___ Given passage
Jacob Thomas (born 15 May 1960) is a retired Indian Police Service officer, writer, researcher and a politician from Bharatiya Janata Party. He is popularly known as former Director of Vigilance & Anti-Corruption Bureau (VACB), Government of Keralam, and a recipient of the Police Medal for Meritorious Service as well as the Newsmaker of the Year Award of Malayala Manorama. He retired on 31 May 2020, as the head of Shoranur Metal Industries and spent the last day in office by sleeping on the floor. His 34-year police career attracted several controversies such as undisclosed property of over 50 acres in Tamil Nadu, encroached forest land of 151 acres in the name of his wife in Kodagu, Karnataka among many others.He is an active member of Rashtriya Swayamsevak Sangh, a Hindu nationalist volunteer organisation.

== Biography ==
Born on 15 May 1960 at Teekoy, a village in Kottayam district of the south Indian state of Kerala, Jacob Thomas did his schooling at St. Mary's High School in Teekoy after which he completed the pre-degree course at St. George's College Aruvithura before graduating in BSc Agricultural from KAU. Subsequently, he secured PG and PhD degrees from Indian Agricultural Research Institute, New Delhi. Later, obtained a second PhD in human resources development. He also earned a postgraduate diploma in Environment and Sustainable Development. In 1984, he passed the Civil Services Exam to be inducted into the service in 1985.

Jacob Thomas is married to Daisy.

== Career ==
Thomas started his police service in 1987 as an Assistant Superintendent of Police, his initial postings were at Thodupuzha and Kasaragod and in 1989, he was promoted as the Superintendent of Police at the Criminal Investigation Department, a post he held until 1991 when he was appointed as the managing director of the Plantation Corporation of Kerala Limited. His next posting was at the Kerala State Horticulture Products Development Corporation (Horticorp), as its managing director in 1993. He went back to police service in 1997 as the Commissioner of Police of Kochi and returned to the Crime Investigation Department as a Deputy Inspector General of Police (DIG) in 1998 but his tenure there was short as he was moved to the Kerala Women's Commission as its director the next year. He held the post for almost five years before moving to the Motor Vehicles Department of the Government of Keralam in 2003 as the Joint Transport Commissioner.

The next posting of Thomas was as the Chief Investigation Officer of the Kerala State Human Rights Commission in 2003, followed by postings as the senior advisor of administration at the Kerala State Council for Science, Technology and Environment, in 2004 and as the chairman and managing director of the Kerala State Civil Supplies Corporation, the same year. He became the chairman of the board of directors of the Kerala State Film Development Corporation, simultaneously serving as a member of the board of governors of Sree Chitra Thirunal College of Engineering, as a member of the board of directors of the Kerala State Road Transport Corporation and as the managing director of the Kerala Transport Development Finance Corporation during the period until 2010 when he was appointed as the managing director of the Kerala Shipping and Inland Navigation Corporation. He also held the position of the director of ports.
______
#### Exercise instructions
1 – Answer these from the Jacob Thomas passage:
(a) On what date did he retire?
(b) At which school did he do his schooling?
(c) What post did he hold in Kochi from 1997?
2 – Revise the Jacob Thomas passage: write out everything from "Jacob Thomas (born" down to "nationalist volunteer organisation." with "popularly known" replaced by "widely known".
3 – Put this sentence from the Jacob Thomas passage into French: "He also earned a postgraduate diploma in Environment and Sustainable Development."
___ Dataset extract
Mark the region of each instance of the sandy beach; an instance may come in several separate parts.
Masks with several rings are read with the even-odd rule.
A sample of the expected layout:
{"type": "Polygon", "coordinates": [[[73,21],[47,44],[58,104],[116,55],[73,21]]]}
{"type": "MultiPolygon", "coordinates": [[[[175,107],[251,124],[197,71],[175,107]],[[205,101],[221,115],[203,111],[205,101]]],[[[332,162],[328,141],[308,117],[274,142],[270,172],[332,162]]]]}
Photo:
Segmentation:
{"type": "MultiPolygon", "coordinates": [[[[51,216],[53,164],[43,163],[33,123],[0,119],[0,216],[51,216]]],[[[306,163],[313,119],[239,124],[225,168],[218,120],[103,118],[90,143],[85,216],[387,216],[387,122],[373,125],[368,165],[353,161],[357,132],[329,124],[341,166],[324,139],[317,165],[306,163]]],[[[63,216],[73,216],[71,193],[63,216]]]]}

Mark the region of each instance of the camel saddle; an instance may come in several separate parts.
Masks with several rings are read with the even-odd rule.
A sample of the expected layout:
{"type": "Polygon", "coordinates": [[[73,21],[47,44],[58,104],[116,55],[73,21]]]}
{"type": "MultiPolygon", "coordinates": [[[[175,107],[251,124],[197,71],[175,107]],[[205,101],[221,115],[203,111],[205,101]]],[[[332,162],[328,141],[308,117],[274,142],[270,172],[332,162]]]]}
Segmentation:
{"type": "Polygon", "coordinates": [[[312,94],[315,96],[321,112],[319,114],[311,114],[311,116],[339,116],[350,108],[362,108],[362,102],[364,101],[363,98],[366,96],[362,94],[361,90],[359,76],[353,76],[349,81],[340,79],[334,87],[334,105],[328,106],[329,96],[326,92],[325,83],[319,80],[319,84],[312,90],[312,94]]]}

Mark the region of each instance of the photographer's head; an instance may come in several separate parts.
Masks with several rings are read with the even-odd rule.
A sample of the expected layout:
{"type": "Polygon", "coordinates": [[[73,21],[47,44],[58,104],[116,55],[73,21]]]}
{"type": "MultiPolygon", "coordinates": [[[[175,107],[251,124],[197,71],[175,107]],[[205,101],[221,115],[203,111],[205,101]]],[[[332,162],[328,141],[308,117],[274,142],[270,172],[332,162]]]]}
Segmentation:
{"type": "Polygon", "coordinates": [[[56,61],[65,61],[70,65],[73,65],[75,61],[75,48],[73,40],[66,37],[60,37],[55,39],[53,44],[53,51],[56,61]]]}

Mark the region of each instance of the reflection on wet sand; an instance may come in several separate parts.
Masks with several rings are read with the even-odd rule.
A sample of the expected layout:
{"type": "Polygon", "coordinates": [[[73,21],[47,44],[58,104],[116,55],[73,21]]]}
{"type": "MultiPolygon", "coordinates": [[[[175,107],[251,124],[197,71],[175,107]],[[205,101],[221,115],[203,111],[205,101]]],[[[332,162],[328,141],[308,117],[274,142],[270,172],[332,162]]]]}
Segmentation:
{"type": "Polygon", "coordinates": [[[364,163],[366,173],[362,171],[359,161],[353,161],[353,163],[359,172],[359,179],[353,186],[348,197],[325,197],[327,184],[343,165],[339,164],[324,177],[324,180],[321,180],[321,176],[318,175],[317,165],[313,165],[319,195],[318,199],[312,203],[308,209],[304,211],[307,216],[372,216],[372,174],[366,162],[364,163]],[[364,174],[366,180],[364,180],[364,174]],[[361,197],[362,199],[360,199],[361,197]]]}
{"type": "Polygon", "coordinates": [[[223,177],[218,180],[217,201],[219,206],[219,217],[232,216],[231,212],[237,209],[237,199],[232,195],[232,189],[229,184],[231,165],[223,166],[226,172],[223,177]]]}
______
#### Responses in order
1 –
(a) 31 May 2020
(b) St. Mary's High School in Teekoy
(c) Commissioner of Police

2 –
Jacob Thomas (born 15 May 1960) is a retired Indian Police Service officer, writer, researcher and a politician from Bharatiya Janata Party. He is widely known as former Director of Vigilance & Anti-Corruption Bureau (VACB), Government of Keralam, and a recipient of the Police Medal for Meritorious Service as well as the Newsmaker of the Year Award of Malayala Manorama. He retired on 31 May 2020, as the head of Shoranur Metal Industries and spent the last day in office by sleeping on the floor. His 34-year police career attracted several controversies such as undisclosed property of over 50 acres in Tamil Nadu, encroached forest land of 151 acres in the name of his wife in Kodagu, Karnataka among many others.He is an active member of Rashtriya Swayamsevak Sangh, a Hindu nationalist volunteer organisation.

3 – Il a également obtenu un diplôme de troisième cycle en environnement et développement durable.